Task goal. Please give the records below again in full, exactly, with the images left out.

Records contained in a dataset:
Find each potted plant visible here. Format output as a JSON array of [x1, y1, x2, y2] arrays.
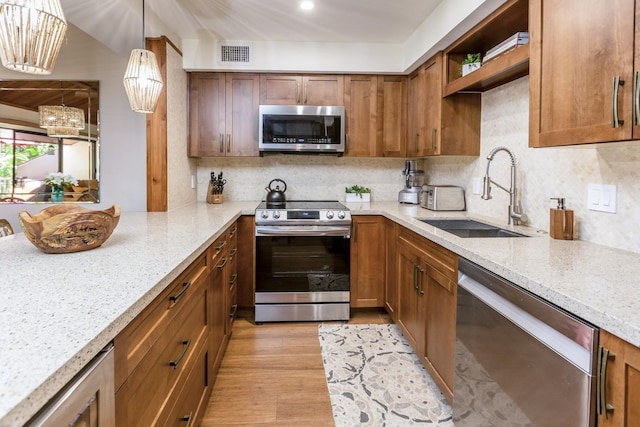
[[461, 53, 481, 76], [44, 172, 77, 203], [345, 185, 371, 202]]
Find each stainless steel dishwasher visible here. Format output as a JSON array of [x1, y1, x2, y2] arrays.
[[454, 258, 599, 427]]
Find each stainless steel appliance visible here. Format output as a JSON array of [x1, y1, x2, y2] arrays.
[[27, 344, 115, 427], [255, 200, 351, 322], [419, 185, 466, 211], [454, 258, 599, 426], [398, 160, 424, 204], [258, 105, 345, 154]]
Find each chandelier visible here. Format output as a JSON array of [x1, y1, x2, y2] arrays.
[[39, 88, 85, 138], [123, 0, 163, 113], [0, 0, 68, 75]]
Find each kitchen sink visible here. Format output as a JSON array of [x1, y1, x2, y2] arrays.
[[418, 218, 528, 238]]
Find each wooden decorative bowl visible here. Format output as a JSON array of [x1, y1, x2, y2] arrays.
[[19, 204, 120, 254]]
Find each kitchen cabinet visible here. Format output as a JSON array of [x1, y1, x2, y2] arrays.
[[236, 215, 255, 308], [188, 72, 260, 157], [350, 216, 386, 307], [529, 0, 639, 147], [396, 227, 458, 403], [598, 329, 640, 426], [114, 252, 210, 427], [344, 75, 380, 157], [259, 74, 344, 105], [380, 75, 408, 157], [384, 218, 399, 321], [407, 52, 480, 157]]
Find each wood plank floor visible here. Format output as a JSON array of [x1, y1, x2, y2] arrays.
[[200, 309, 392, 426]]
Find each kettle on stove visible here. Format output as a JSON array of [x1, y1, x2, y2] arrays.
[[265, 179, 287, 205]]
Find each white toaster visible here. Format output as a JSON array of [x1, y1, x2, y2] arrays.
[[420, 185, 466, 211]]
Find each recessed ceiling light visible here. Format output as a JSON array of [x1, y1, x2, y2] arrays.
[[299, 0, 314, 10]]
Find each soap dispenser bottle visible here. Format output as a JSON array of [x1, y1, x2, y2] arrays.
[[550, 197, 574, 240]]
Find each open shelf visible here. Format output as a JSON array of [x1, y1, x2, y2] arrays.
[[443, 0, 528, 97]]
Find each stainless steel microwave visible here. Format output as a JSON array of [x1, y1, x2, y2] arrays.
[[258, 104, 345, 154]]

Result for this task.
Find each potted plant visible here. Format output as a JSON array of [x1, y1, x2, y2] arrays.
[[461, 53, 481, 76], [44, 172, 77, 203], [345, 185, 371, 202]]
Find each stainless steel dishwasher visible here. Format output as a JSON array of [x1, y1, x2, y2] arrays.
[[454, 258, 599, 427]]
Find each stainless steel appliance visible here. Format output as a JSON array of [x1, y1, x2, y2] arrays.
[[27, 344, 115, 427], [255, 200, 351, 322], [419, 185, 466, 211], [454, 258, 599, 426], [398, 160, 424, 204], [258, 105, 345, 154]]
Find each chandelier visible here. Format output as a JSON array of [x1, y1, x2, y2] arrays.
[[39, 88, 85, 138], [123, 0, 163, 113], [0, 0, 68, 75]]
Find each kitchen sink visible here. Format output as a JSON array of [x1, y1, x2, y2] arrays.
[[418, 218, 528, 238]]
Find each wooden decorative bowl visible here. Format output as a JSON array of [x1, y1, x2, y2] arrays.
[[19, 204, 120, 254]]
Find each kitchen cabinet visible here. Format output as a JSON array of [x1, y1, x2, y2] arrays.
[[236, 215, 255, 308], [188, 72, 260, 157], [350, 216, 386, 307], [529, 0, 639, 147], [396, 227, 458, 403], [598, 329, 640, 426], [114, 252, 210, 427], [344, 75, 380, 157], [259, 74, 344, 105], [380, 75, 408, 157], [384, 218, 399, 321], [407, 52, 480, 157]]
Find each wood plank floor visible here. Format output as a JSON array of [x1, y1, x2, y2] arrays.
[[200, 309, 392, 426]]
Find each kettle on stove visible here. Format output as a JSON array of [x1, y1, x2, y2] arrays.
[[265, 179, 287, 205]]
Find each white toaster visible here. Format output as a JSON array of [x1, y1, x2, y2] arrays.
[[420, 185, 466, 211]]
Find each recessed ceiling light visible here. Format output as a JSON array of [x1, y1, x2, y2] arrays.
[[299, 0, 314, 10]]
Find each soap dispenser bottle visible here. Format output as a JSON array of [x1, y1, x2, y2] arrays.
[[550, 197, 574, 240]]
Find each open shelf visible here. Format output as a JSON array of [x1, y1, x2, y2] arrays.
[[443, 0, 528, 97]]
Find each stainless steel microwave visible here. Format output as a JSON array of [x1, y1, x2, y2] arrays.
[[258, 104, 345, 154]]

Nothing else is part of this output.